Dataset excerpt:

# # # # # # #

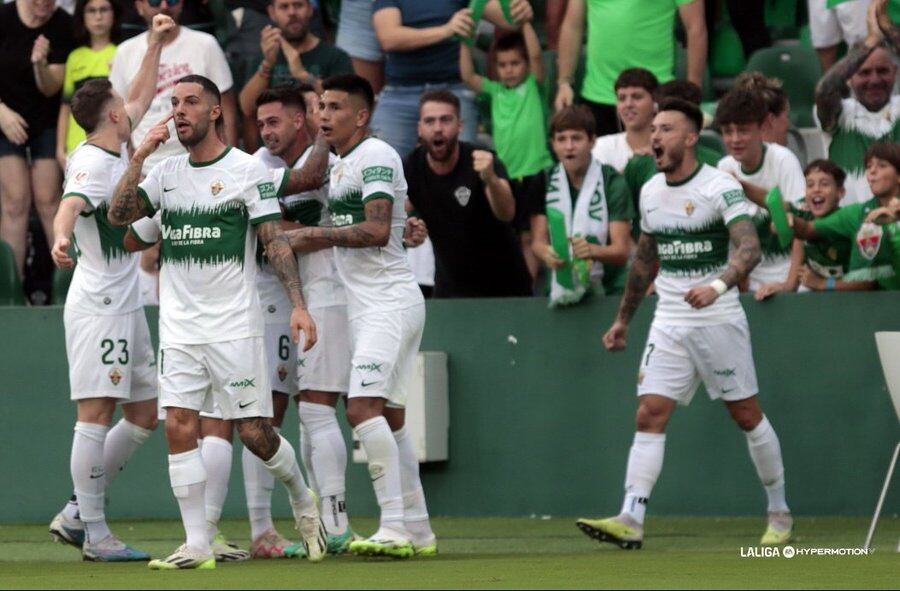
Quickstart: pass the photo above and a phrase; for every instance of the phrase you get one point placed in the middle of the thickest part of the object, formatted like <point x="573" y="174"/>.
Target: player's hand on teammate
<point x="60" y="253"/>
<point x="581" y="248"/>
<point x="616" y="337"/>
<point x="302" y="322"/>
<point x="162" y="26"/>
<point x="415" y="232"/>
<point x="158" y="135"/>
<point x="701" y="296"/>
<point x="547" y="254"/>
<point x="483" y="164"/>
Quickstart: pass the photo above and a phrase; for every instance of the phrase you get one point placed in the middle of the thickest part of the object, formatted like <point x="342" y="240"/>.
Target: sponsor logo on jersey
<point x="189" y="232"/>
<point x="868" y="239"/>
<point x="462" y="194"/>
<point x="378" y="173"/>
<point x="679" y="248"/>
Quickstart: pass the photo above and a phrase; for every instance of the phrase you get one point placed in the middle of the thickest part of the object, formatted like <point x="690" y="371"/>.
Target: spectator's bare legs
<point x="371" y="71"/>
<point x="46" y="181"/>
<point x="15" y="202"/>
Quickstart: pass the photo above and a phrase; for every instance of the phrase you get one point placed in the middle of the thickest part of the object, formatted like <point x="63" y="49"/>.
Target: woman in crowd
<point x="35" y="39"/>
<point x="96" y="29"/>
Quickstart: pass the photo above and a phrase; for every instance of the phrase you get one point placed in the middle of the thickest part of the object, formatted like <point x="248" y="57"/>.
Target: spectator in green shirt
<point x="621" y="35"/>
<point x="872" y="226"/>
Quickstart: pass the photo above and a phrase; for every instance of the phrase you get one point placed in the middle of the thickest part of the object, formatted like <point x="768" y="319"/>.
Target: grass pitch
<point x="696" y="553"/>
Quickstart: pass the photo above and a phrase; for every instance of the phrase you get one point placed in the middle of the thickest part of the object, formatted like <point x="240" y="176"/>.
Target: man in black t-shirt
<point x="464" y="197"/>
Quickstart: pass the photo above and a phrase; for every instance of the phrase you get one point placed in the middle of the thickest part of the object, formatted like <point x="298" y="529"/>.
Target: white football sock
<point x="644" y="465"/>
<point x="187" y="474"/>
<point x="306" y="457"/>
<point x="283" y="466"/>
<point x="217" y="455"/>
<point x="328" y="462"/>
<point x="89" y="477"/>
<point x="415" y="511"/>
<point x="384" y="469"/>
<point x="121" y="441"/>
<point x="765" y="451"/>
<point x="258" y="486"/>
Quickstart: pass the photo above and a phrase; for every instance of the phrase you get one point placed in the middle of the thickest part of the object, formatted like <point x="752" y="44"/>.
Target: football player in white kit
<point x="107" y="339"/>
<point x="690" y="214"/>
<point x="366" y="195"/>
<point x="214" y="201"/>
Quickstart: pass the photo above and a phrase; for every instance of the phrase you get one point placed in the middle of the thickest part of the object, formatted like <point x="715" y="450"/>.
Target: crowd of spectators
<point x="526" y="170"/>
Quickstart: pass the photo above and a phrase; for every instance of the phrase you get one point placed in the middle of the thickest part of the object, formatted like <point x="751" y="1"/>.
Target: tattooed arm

# # # # # # #

AIM OF THE TASK: Without including any pictures, output all the entries above exactly.

COMPLETED TASK:
Quickstart: pass the photo above and a phrase; for every instance of the phrase you get one point placed in the middle of the thickest part of the object, formatted like <point x="573" y="174"/>.
Target: player's hand on teammate
<point x="60" y="253"/>
<point x="581" y="248"/>
<point x="616" y="337"/>
<point x="302" y="322"/>
<point x="162" y="26"/>
<point x="415" y="232"/>
<point x="158" y="135"/>
<point x="701" y="296"/>
<point x="547" y="254"/>
<point x="483" y="164"/>
Quickstart: pass the photo above and a phrase; for every instance of the phrase you get one point placed in the middle of the thickest part of the object, formatted like <point x="342" y="240"/>.
Target: sponsor logo on jersey
<point x="189" y="232"/>
<point x="868" y="239"/>
<point x="462" y="194"/>
<point x="378" y="173"/>
<point x="679" y="248"/>
Quickstart: pass the photo above and a phrase; for every instance of the phrase you get one point placed in the middle of the thickest part of the object, formatted like <point x="690" y="371"/>.
Target: spectator's bare legs
<point x="371" y="71"/>
<point x="46" y="181"/>
<point x="15" y="202"/>
Quickstart: pass the photo above and a phrase; for every instance of the phrase you get one point placed in the middle of the thickest part of the object, formatted like <point x="63" y="49"/>.
Target: woman in crowd
<point x="35" y="39"/>
<point x="96" y="29"/>
Quickstart: pass the photo above and a phrase; for every instance of the phrase you get one point placed in the middle of the thickest part of the object, formatted like <point x="248" y="57"/>.
Target: spectator in green shirt
<point x="621" y="35"/>
<point x="872" y="226"/>
Quickstart: pass the photo above and a phrase; for every instance of the phrase you get one point placed in the middle of the thickest part of the object, formatted like <point x="768" y="319"/>.
Target: grass pitch
<point x="696" y="553"/>
Quickstart: pass the photo above and a phrase; for every instance of the phrase you get one point placed in the middle of the thickest part of the object, formatted like <point x="240" y="176"/>.
Target: man in black t-shirt
<point x="464" y="197"/>
Quickstart: pass the photo above and a phrase; for every instance of the phrase you get one point placed in the middle of the thickest part of the object, formatted like <point x="298" y="529"/>.
Target: white football sock
<point x="644" y="465"/>
<point x="187" y="474"/>
<point x="306" y="457"/>
<point x="283" y="466"/>
<point x="217" y="455"/>
<point x="328" y="462"/>
<point x="89" y="477"/>
<point x="415" y="511"/>
<point x="384" y="469"/>
<point x="121" y="441"/>
<point x="765" y="451"/>
<point x="258" y="486"/>
Quickstart: pass the photo above and a phrase; for every instance of the phrase you get one point placed in the middle of the thickest part of the object, formatted like <point x="752" y="44"/>.
Target: football player in white kit
<point x="107" y="339"/>
<point x="690" y="214"/>
<point x="366" y="195"/>
<point x="214" y="201"/>
Quickstart: pass the photo above and a phrase; for every instance of the phrase you get one point placed in the middle of the thickest part of the object, formatted like <point x="715" y="450"/>.
Target: crowd of spectators
<point x="526" y="170"/>
Quickstart: pass the photo above and a phrase; for every instance of the phrase you get one point placed in the middle of the thickest part of the object, formatted like <point x="751" y="1"/>.
Target: tattooed arm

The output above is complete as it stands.